=== SET PROBLEM ===
Rewrite every line of the material below, leaving each line unchanged except for the x and y point coordinates. Multiply each coordinate by 2.5 and round it to a whole number, rounding halves up.

=== RECORDS SUPPLIED ===
__________________________________________________

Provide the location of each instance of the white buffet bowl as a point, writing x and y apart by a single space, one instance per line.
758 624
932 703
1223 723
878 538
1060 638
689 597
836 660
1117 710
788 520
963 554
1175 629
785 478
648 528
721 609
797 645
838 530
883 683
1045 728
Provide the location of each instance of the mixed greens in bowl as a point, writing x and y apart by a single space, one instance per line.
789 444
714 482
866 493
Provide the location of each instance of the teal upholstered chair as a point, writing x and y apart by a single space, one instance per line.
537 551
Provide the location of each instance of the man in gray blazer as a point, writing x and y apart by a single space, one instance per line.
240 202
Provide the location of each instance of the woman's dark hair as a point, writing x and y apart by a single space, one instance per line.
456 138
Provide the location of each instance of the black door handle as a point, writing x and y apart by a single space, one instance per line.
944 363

__________________________________________________

=== THE RESPONSE ===
Provide the location of each instance of the white buffet bowl as a point, writing x and y apart by a single space, one instance per line.
1895 1560
2330 1758
3058 1808
2195 1345
2650 1595
1723 1493
2090 1650
2793 1775
1970 1300
2408 1385
2938 1573
1963 1195
1620 1320
1803 1523
1993 1613
2095 1325
2208 1708
2613 1820
Provide the location of each instance of the mixed greens in bowl as a point, writing x and y apart by a single space, one instance per line.
1973 1110
1785 1205
2165 1233
Provide the location of each instance of the teal upholstered chair as a point, writing x and y apart by a single space, one instance per line.
1343 1378
Provide the location of each instance of the man in gray blazer as a point, writing x and y apart by a single space, one instance per line.
600 505
Provide the location of each instance of the woman's dark hair as a point, writing x and y apart by a single space, one instance per line.
1140 345
Provide the location of each instance of the black door handle as a point, writing x and y apart by a single space, one instance per line.
2360 908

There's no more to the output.